(Makale)
***

|

Sanatta kardeşlik hepimizi birleştirir

Geleneksel Sanatları ayağa kaldırmayı hedefleyen, Zeytinburnu Belediyesi ve Geeleneksel Sanatlar Derneği’nin düzenlediği Geleceğin Ustaları yarışmasının bu yıl üçüncüsü gerçekleşiyor. Alanında usta 41 isimin juri koltuğunda oturduğu yarışmaya Albayrak Grubu da destek veriyor. Yarışmanın temasının ‘kardeşlik’ olduğunu belirten Geleneksel Sanatlar Derneği başkanı Ahmet Akcan ise, “Kardeşlik düşüncesiyle sağ-sol birleşebilir. Hepimiz biraraya gelebiliriz” diyor.

***

(Veri Bölümü)
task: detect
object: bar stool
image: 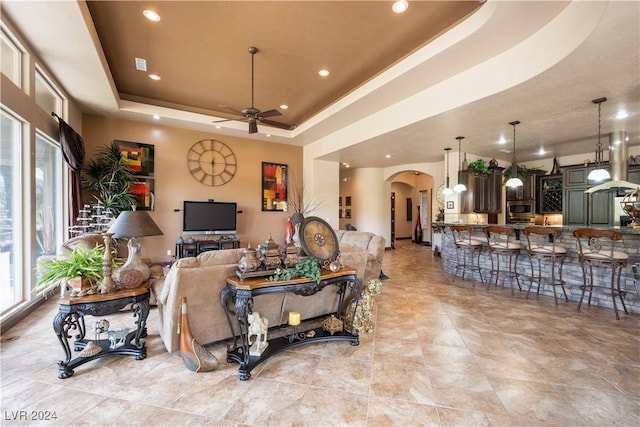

***

(Yapılacak İş) Geleneksel sanatlar yarışmasını anlatan makaledeki şu cümleyi İngilizceye çevirin: "Alanında usta 41 isimin juri koltuğunda oturduğu yarışmaya Albayrak Grubu da destek veriyor."

(Alıştırmanın Cevabı) The Albayrak Group is also supporting the competition, which has 41 masters in their fields on the jury.